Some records
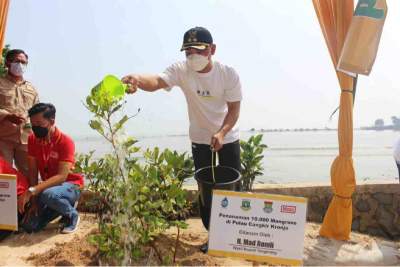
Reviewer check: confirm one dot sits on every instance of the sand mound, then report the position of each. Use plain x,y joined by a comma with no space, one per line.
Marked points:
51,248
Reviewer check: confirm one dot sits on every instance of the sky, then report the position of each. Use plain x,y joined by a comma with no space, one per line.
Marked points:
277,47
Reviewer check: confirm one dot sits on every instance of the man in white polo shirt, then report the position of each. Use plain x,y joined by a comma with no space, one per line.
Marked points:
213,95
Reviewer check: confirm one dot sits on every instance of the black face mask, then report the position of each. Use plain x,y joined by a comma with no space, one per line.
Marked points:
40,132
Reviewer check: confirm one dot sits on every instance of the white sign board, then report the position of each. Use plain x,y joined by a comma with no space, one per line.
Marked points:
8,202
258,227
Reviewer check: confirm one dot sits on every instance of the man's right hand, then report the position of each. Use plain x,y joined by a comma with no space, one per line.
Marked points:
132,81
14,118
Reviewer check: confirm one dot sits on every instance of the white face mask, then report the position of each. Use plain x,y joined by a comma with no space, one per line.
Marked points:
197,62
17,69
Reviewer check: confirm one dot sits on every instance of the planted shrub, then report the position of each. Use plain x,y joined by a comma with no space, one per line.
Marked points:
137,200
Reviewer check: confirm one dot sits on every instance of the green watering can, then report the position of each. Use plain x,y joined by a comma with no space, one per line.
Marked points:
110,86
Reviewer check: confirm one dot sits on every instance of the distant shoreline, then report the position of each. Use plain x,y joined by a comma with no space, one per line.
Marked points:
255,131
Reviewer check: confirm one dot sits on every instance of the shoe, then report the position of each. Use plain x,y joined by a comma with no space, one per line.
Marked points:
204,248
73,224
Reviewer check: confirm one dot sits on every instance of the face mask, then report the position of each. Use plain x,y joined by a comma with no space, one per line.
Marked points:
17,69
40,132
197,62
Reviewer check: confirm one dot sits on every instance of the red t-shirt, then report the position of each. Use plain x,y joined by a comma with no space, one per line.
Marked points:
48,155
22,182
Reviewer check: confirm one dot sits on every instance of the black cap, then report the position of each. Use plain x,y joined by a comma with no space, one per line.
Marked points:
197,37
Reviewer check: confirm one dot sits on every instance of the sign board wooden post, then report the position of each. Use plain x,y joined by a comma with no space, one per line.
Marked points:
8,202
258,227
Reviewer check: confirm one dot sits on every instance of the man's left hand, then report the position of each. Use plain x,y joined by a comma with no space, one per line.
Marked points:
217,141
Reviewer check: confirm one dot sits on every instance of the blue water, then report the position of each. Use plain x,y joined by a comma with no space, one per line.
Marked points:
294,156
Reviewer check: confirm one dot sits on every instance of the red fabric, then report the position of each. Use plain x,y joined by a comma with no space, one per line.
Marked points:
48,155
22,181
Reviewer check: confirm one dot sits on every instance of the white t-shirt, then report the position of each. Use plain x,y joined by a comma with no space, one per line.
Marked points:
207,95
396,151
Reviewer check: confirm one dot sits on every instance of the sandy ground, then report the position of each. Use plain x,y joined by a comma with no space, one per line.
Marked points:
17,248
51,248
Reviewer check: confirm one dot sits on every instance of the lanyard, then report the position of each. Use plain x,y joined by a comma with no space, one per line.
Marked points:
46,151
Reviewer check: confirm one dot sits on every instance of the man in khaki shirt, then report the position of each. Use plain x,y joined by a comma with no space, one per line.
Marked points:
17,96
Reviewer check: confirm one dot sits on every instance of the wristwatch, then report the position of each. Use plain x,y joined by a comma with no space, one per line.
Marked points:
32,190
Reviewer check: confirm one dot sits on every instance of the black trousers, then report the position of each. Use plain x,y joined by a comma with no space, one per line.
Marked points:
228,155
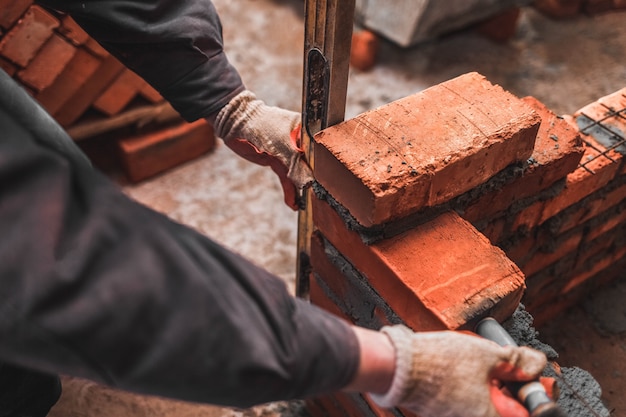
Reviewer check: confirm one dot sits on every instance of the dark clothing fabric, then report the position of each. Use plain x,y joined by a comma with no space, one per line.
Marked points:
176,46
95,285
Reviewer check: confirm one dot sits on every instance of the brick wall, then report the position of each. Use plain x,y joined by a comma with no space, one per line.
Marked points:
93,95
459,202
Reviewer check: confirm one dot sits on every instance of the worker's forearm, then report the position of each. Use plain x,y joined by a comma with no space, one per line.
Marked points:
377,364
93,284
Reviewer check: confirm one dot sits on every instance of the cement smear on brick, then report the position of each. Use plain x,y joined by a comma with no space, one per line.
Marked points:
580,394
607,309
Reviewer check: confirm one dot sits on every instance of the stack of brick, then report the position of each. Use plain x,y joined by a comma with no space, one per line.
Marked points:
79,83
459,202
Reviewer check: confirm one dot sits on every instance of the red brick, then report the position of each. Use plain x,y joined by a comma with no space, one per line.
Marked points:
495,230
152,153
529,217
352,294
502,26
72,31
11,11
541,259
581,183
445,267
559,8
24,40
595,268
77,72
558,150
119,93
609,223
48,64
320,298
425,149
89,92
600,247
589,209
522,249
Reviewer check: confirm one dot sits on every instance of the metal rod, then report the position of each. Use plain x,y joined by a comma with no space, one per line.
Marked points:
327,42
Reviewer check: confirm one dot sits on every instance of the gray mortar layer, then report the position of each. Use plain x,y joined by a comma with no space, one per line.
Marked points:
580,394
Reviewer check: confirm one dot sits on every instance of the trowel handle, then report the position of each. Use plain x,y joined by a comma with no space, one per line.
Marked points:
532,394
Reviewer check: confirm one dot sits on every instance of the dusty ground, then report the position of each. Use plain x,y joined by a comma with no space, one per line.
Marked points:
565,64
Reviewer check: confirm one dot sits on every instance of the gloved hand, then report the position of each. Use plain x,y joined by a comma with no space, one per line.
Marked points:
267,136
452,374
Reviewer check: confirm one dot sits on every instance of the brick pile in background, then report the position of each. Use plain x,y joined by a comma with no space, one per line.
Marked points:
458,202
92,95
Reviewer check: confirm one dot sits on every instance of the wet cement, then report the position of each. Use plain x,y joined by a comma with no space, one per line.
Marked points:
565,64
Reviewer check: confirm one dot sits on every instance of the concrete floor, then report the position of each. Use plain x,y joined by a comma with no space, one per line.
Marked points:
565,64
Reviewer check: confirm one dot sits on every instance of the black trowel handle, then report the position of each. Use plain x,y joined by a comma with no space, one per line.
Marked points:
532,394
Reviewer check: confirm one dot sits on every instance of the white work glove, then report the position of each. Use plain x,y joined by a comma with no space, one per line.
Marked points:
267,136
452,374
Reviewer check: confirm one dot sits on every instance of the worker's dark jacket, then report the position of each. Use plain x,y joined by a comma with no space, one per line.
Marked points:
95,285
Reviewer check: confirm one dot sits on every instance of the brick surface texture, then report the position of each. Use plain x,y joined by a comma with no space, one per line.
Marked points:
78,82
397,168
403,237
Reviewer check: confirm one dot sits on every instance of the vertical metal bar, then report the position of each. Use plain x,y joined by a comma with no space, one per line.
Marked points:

Written request: Return only the lines running from the line with "the white work" to the last line of the records, both included, exactly as written.

Response for this exercise:
Reviewer check: confirm one dot sits on every instance of the white work glove, then report the position of each. Use plain x,y joined by a comma with no space, one per line.
Marked points:
267,136
452,374
Reviewer check: confirm one dot sits on every instance of the worker's dark jacket, then report the position of each. Use plain x,y joined by a comma with no space, one per line.
Marked points:
95,285
Reviewer check: confirm one dot sits on every instance of the brick surface texture, then report the position of each. Use plain x,y joined by a comma with no space, one per line.
Marked points:
78,82
397,168
403,237
Reviewer check: confirm one dot sits on every instance of the vertical metal bar, then report the position of each. Use plain x,y joined by a comma with no space, one per line.
Marked points:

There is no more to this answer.